+++ Reading passage +++
Long story short, I need to clone several enzymes of a metabolic pathway I'm interested in. I'd like to test my molecule that I believe inhibits the last enzyme of the pathway I'm interested in. I need the two enzymes before the last enzyme because the molecule I made needs to be metabolized by them in theory in order to make the active form of the molecule. I have no experience with cloning proteins, but if were to attempt this, what kind of time frame am I looking at? How can I be sure I'll get the active forms of my enzyme as well after cloning?
Cloning several metabolic enzymes to screen for inhibition, how long?
Posted 07 May 2015 - 01:13 PM
First off... you clone DNA not protein... However, we understand what you mean. You can't be sure that you will get active forms until you try it, and this usually depends on what organism you plan to express in. It is probably best to stick with expressing in the organism that your enzymes come from (or closely related e.g.for a human enzyme, you could express in mouse; for bacteria, use a bacterial system, etc.). You might also want to work in a system that is deficient in these enzymes in the first place, so that you can be certain that the results you see are due to the enzymes themselves. For mammalian systems you can get rabbit reticulocyte lysate that can do this. Bacterial and yeast have gene knockouts for a lot of things.
+++ Records provided +++
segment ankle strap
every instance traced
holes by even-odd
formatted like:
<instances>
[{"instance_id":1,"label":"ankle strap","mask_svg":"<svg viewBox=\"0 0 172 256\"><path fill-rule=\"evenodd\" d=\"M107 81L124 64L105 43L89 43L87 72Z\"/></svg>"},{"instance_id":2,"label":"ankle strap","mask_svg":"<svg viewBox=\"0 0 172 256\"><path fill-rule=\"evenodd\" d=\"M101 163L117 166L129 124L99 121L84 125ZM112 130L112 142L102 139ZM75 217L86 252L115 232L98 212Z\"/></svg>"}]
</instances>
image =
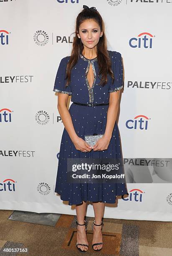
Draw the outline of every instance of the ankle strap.
<instances>
[{"instance_id":1,"label":"ankle strap","mask_svg":"<svg viewBox=\"0 0 172 256\"><path fill-rule=\"evenodd\" d=\"M77 224L77 225L79 225L80 226L83 226L84 225L86 225L86 221L84 220L84 224L80 224L78 223L78 221L76 220L76 224Z\"/></svg>"},{"instance_id":2,"label":"ankle strap","mask_svg":"<svg viewBox=\"0 0 172 256\"><path fill-rule=\"evenodd\" d=\"M94 222L95 222L95 220L93 220L93 224L94 224L94 225L95 225L96 226L101 226L101 225L103 225L103 222L102 220L101 221L101 224L100 224L99 225L98 225L97 224L95 224L94 223Z\"/></svg>"}]
</instances>

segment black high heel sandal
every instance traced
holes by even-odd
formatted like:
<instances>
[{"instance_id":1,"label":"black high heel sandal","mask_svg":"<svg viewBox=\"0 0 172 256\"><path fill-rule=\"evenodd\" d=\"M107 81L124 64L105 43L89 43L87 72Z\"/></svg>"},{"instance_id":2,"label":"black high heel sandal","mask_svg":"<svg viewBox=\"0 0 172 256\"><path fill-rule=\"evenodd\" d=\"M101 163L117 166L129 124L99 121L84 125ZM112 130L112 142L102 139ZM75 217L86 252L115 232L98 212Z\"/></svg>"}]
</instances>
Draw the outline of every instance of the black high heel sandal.
<instances>
[{"instance_id":1,"label":"black high heel sandal","mask_svg":"<svg viewBox=\"0 0 172 256\"><path fill-rule=\"evenodd\" d=\"M87 230L86 230L86 221L84 220L84 224L80 224L78 223L78 221L76 221L76 224L77 225L79 225L80 226L83 226L83 225L85 225L86 226L86 232ZM78 250L79 251L81 251L81 252L86 252L88 250L87 250L86 251L85 251L84 250L83 250L83 251L82 251L81 248L79 248L78 247L78 245L81 245L83 246L87 246L87 247L89 247L89 245L88 244L84 244L84 243L78 243L77 242L76 242L76 248L78 249Z\"/></svg>"},{"instance_id":2,"label":"black high heel sandal","mask_svg":"<svg viewBox=\"0 0 172 256\"><path fill-rule=\"evenodd\" d=\"M102 220L101 221L101 224L100 224L99 225L97 225L97 224L95 224L94 223L94 222L95 222L95 220L93 221L93 224L92 224L92 230L93 231L94 225L95 225L95 226L101 226L101 230L102 230L102 226L103 226L104 225L103 221ZM95 246L99 245L99 244L103 244L103 242L101 242L100 243L94 243L93 244L92 244L92 248L93 248L93 250L96 251L101 251L103 247L101 247L101 249L97 249L97 250L95 250L93 248Z\"/></svg>"}]
</instances>

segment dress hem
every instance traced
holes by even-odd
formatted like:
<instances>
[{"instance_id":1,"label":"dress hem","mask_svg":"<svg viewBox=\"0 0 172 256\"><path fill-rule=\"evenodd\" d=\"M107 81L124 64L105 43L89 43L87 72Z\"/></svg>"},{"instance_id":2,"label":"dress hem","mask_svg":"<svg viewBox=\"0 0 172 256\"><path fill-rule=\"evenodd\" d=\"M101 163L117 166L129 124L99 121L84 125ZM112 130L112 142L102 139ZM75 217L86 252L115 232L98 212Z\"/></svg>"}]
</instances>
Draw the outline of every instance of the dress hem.
<instances>
[{"instance_id":1,"label":"dress hem","mask_svg":"<svg viewBox=\"0 0 172 256\"><path fill-rule=\"evenodd\" d=\"M68 204L68 205L76 205L81 204L83 202L83 201L84 202L104 202L104 203L107 203L107 204L114 204L114 203L116 203L116 197L121 196L122 196L125 195L128 195L128 194L124 194L123 195L116 195L116 199L115 199L115 201L114 202L114 201L112 202L111 201L110 202L110 201L109 202L107 202L107 201L105 201L105 200L101 200L101 201L91 201L91 200L89 200L88 199L87 200L84 200L83 199L82 200L82 203L79 203L79 204L78 204L78 203L77 203L77 204L74 204L74 203L70 204L69 203L69 200L65 200L65 199L63 199L62 198L62 195L60 194L59 194L57 191L55 191L54 192L55 193L57 193L57 194L58 194L58 195L59 195L60 196L60 199L61 199L61 200L62 200L62 201L66 201L69 202Z\"/></svg>"}]
</instances>

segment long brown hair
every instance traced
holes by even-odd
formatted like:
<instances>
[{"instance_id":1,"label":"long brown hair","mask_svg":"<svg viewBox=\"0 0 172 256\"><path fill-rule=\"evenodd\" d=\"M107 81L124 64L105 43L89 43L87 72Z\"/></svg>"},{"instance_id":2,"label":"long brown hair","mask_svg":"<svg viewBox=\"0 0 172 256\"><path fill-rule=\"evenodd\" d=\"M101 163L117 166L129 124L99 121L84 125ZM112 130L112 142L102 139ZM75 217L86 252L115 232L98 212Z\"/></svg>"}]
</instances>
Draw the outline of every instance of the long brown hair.
<instances>
[{"instance_id":1,"label":"long brown hair","mask_svg":"<svg viewBox=\"0 0 172 256\"><path fill-rule=\"evenodd\" d=\"M70 60L68 63L66 79L67 79L66 86L67 86L71 81L71 69L76 64L79 58L79 55L82 53L83 49L83 44L80 38L77 36L79 33L79 28L81 24L86 20L93 19L99 24L101 31L103 31L103 34L100 37L99 41L97 45L97 56L99 73L98 77L101 75L100 85L103 86L107 83L108 81L107 74L109 74L112 79L112 83L114 81L114 76L111 69L111 62L108 52L107 50L107 40L104 33L104 26L103 20L100 13L96 10L89 9L83 9L78 15L76 20L75 35L73 38L73 48Z\"/></svg>"}]
</instances>

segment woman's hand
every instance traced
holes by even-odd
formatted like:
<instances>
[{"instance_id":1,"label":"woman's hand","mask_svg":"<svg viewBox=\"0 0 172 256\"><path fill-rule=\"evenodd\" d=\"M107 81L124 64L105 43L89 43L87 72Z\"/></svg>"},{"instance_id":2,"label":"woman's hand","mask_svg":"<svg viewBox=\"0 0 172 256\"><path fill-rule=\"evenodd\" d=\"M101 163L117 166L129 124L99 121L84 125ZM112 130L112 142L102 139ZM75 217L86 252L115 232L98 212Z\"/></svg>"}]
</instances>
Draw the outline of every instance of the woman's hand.
<instances>
[{"instance_id":1,"label":"woman's hand","mask_svg":"<svg viewBox=\"0 0 172 256\"><path fill-rule=\"evenodd\" d=\"M75 147L77 150L80 150L82 152L90 152L92 150L92 148L81 138L78 137L73 141Z\"/></svg>"},{"instance_id":2,"label":"woman's hand","mask_svg":"<svg viewBox=\"0 0 172 256\"><path fill-rule=\"evenodd\" d=\"M95 145L92 147L94 151L105 150L107 149L109 144L111 138L104 135L98 140Z\"/></svg>"}]
</instances>

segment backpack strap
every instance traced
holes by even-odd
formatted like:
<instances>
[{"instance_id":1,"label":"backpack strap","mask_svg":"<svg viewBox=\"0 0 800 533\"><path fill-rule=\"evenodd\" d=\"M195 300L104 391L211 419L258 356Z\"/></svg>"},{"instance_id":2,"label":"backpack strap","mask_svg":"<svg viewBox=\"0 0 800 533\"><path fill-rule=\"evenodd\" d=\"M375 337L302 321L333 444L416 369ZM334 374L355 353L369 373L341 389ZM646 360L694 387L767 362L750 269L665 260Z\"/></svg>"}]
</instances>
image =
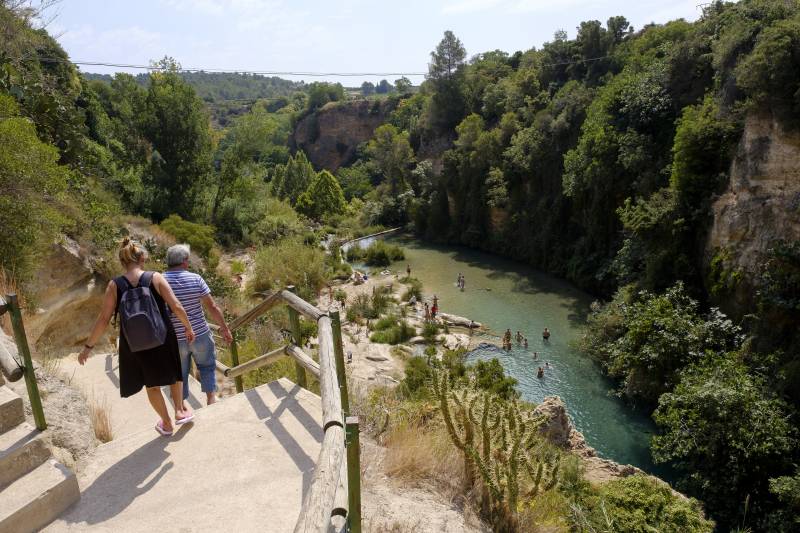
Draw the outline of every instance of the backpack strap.
<instances>
[{"instance_id":1,"label":"backpack strap","mask_svg":"<svg viewBox=\"0 0 800 533\"><path fill-rule=\"evenodd\" d=\"M119 315L119 304L122 302L122 293L131 287L131 282L125 276L117 276L114 278L114 285L117 286L117 305L114 307L114 326L117 324L117 315Z\"/></svg>"},{"instance_id":2,"label":"backpack strap","mask_svg":"<svg viewBox=\"0 0 800 533\"><path fill-rule=\"evenodd\" d=\"M139 276L139 287L150 287L153 282L153 274L155 272L142 272L142 275Z\"/></svg>"}]
</instances>

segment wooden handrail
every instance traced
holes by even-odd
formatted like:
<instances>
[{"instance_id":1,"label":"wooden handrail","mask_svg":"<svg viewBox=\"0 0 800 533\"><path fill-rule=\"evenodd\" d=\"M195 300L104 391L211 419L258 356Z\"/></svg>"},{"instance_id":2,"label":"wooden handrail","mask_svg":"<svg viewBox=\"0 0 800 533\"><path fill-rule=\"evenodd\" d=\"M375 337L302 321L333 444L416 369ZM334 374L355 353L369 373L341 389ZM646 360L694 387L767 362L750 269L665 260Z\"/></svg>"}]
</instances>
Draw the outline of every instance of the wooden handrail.
<instances>
[{"instance_id":1,"label":"wooden handrail","mask_svg":"<svg viewBox=\"0 0 800 533\"><path fill-rule=\"evenodd\" d=\"M270 363L274 363L281 357L286 355L284 351L286 346L281 346L277 350L272 350L271 352L267 352L264 355L259 355L254 359L250 359L249 361L242 363L238 366L233 368L229 368L223 372L226 378L235 378L237 376L241 376L248 370L255 370L256 368L268 365Z\"/></svg>"},{"instance_id":2,"label":"wooden handrail","mask_svg":"<svg viewBox=\"0 0 800 533\"><path fill-rule=\"evenodd\" d=\"M300 366L314 374L314 377L319 379L319 363L311 359L309 355L301 350L299 347L295 346L294 344L288 345L284 348L286 355L300 363Z\"/></svg>"},{"instance_id":3,"label":"wooden handrail","mask_svg":"<svg viewBox=\"0 0 800 533\"><path fill-rule=\"evenodd\" d=\"M325 313L308 303L307 301L303 300L296 294L292 294L291 292L287 291L286 289L281 291L281 298L286 305L300 313L301 315L305 316L306 318L310 318L314 322L319 321L320 318L325 316Z\"/></svg>"},{"instance_id":4,"label":"wooden handrail","mask_svg":"<svg viewBox=\"0 0 800 533\"><path fill-rule=\"evenodd\" d=\"M295 295L291 290L283 289L270 293L263 302L234 320L230 325L230 329L235 330L249 324L280 302L288 305L291 308L290 315L295 317L293 330L296 331L292 333L295 342L300 342L300 327L299 322L297 322L297 314L301 314L317 323L319 363L314 361L297 344L290 343L255 359L238 364L238 359L233 357L236 355L236 342L234 341L231 345L234 366L228 368L222 363L217 363L217 368L225 376L235 377L238 381L241 380L241 375L245 372L272 363L279 357L287 355L295 360L298 365L298 373L302 373L303 377L305 376L305 371L308 371L319 380L324 436L317 456L314 475L303 499L300 518L294 530L296 533L327 532L331 527L331 519L334 515L338 517L345 516L348 522L350 521L347 509L350 502L352 502L352 483L355 482L350 478L358 478L360 474L358 461L355 461L355 470L351 471L352 465L349 464L347 459L353 453L345 439L345 413L343 411L342 391L346 395L347 388L346 384L342 387L342 383L340 383L340 379L344 380L344 361L337 360L337 358L342 358L341 346L336 346L337 342L341 343L341 331L334 332L334 328L340 328L341 326L338 320L335 320L334 324L327 314ZM338 372L337 366L339 367ZM300 381L298 379L298 385L303 386ZM344 396L344 401L346 403L346 396ZM357 439L355 442L357 446ZM354 532L360 532L360 514L357 513L356 516L359 517L359 522L358 524L350 524L350 528ZM341 518L338 520L341 520Z\"/></svg>"},{"instance_id":5,"label":"wooden handrail","mask_svg":"<svg viewBox=\"0 0 800 533\"><path fill-rule=\"evenodd\" d=\"M240 316L239 318L235 319L231 322L229 328L231 331L236 331L242 326L245 326L258 318L259 316L263 315L267 311L269 311L272 307L276 304L280 303L281 300L281 293L280 291L270 293L267 297L257 306Z\"/></svg>"}]
</instances>

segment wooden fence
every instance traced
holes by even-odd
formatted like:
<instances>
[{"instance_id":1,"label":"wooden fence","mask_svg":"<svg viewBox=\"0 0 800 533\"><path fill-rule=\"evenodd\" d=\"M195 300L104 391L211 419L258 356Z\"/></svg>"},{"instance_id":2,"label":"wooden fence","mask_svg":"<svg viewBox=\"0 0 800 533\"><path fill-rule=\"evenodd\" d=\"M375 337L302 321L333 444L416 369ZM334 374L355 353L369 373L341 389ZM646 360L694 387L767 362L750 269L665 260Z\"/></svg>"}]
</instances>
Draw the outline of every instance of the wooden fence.
<instances>
[{"instance_id":1,"label":"wooden fence","mask_svg":"<svg viewBox=\"0 0 800 533\"><path fill-rule=\"evenodd\" d=\"M28 337L25 334L25 324L22 322L22 311L19 308L19 300L16 294L8 294L5 298L0 296L0 316L5 313L8 313L11 317L14 342L17 345L17 357L12 357L4 347L0 346L0 370L9 381L17 381L25 376L28 401L31 403L36 429L44 431L47 429L47 422L44 419L42 398L39 396L39 386L36 383L31 350L28 346Z\"/></svg>"},{"instance_id":2,"label":"wooden fence","mask_svg":"<svg viewBox=\"0 0 800 533\"><path fill-rule=\"evenodd\" d=\"M351 417L345 377L342 330L338 311L324 313L294 293L293 287L267 293L264 300L231 322L232 332L250 324L278 304L289 311L292 342L239 363L234 336L230 346L228 367L217 362L217 368L236 380L237 392L243 391L242 374L291 357L297 369L297 384L307 388L306 372L319 380L322 400L324 436L317 457L311 484L303 499L295 532L361 531L361 465L359 460L358 417ZM303 351L300 336L300 315L317 324L319 362ZM337 518L338 517L338 518Z\"/></svg>"}]
</instances>

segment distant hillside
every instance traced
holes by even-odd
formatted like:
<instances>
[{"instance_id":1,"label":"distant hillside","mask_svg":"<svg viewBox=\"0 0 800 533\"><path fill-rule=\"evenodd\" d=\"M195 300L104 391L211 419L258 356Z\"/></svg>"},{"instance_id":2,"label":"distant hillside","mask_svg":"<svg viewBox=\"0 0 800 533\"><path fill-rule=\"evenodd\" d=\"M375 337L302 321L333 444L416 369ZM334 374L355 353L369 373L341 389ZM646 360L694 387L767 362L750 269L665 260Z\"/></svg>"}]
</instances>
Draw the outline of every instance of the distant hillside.
<instances>
[{"instance_id":1,"label":"distant hillside","mask_svg":"<svg viewBox=\"0 0 800 533\"><path fill-rule=\"evenodd\" d=\"M84 73L84 76L88 80L104 82L110 82L112 79L110 74L89 72ZM307 87L302 81L258 74L183 72L180 76L208 104L215 126L219 127L225 127L231 118L249 111L256 100L280 100L293 93L305 91ZM142 87L146 86L150 79L147 73L137 74L134 77ZM282 107L280 102L276 105Z\"/></svg>"}]
</instances>

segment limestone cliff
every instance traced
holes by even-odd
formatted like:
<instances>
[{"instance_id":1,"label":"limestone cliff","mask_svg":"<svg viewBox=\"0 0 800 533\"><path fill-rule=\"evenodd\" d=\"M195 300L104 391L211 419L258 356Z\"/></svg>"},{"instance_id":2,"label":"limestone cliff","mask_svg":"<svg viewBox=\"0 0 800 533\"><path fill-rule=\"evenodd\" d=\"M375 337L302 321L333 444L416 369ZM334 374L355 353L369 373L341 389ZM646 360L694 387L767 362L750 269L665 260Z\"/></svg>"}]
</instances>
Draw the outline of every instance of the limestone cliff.
<instances>
[{"instance_id":1,"label":"limestone cliff","mask_svg":"<svg viewBox=\"0 0 800 533\"><path fill-rule=\"evenodd\" d=\"M787 131L769 115L748 117L730 181L712 214L710 282L722 282L733 296L721 302L729 312L747 312L765 252L776 240L800 240L800 132Z\"/></svg>"},{"instance_id":2,"label":"limestone cliff","mask_svg":"<svg viewBox=\"0 0 800 533\"><path fill-rule=\"evenodd\" d=\"M556 446L577 455L586 469L586 479L590 482L599 484L644 473L635 466L621 465L599 457L597 451L586 443L583 434L572 425L566 406L558 396L546 397L536 406L534 413L544 418L540 429L542 436Z\"/></svg>"},{"instance_id":3,"label":"limestone cliff","mask_svg":"<svg viewBox=\"0 0 800 533\"><path fill-rule=\"evenodd\" d=\"M394 100L331 102L300 119L290 139L317 170L331 172L356 158L358 145L372 138L395 107Z\"/></svg>"}]
</instances>

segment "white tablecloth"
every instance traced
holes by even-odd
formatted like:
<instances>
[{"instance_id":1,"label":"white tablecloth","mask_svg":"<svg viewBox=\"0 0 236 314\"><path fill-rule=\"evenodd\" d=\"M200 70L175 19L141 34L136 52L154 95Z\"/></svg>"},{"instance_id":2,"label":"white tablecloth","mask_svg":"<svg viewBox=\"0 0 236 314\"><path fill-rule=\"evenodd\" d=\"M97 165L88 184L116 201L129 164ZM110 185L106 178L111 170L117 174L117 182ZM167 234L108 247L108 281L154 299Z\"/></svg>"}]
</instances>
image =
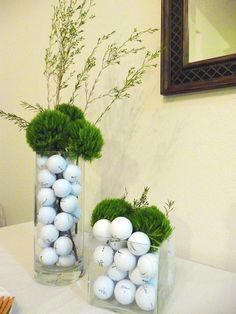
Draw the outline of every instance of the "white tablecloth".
+++
Write the next part of the forum thread about cloning enzymes of a metabolic pathway, picking up after its final sentence.

Depending on the methods you use, cloning can take as little as a week, up to about 6 months (worst case). We need a bit of information about how you plan to go about this. Do you already have the genes in a form that can be amplified (RNA/cDNA, or on another plasmid)? Or do you need to start from scratch to get the RNA? Do you know the sequences you are expecting?
If you know the sequence, but can't get it elsewhere, you can order them from a number of companies (cost about $0.2 per base pair) and they usually come in a "ready to clone" format in a basic plasmid such as pUC. If you know the vector you want to express them off, you can design the sequences with the desired restriction sites on each end, so that it is a cut and ligate job.
If you have them on another plasmid or cDNA and can amplify them, then it is relatively easy to PCR (either with desired restriction sites or use TA cloning) and then insert into another vector. Another thing to think about is seeing if the gene is available in a plasmid from places like addgene. Plasmids can either be used as a template for PCR or for subcloning, or, if you get them in the right plasmid, for expression directly.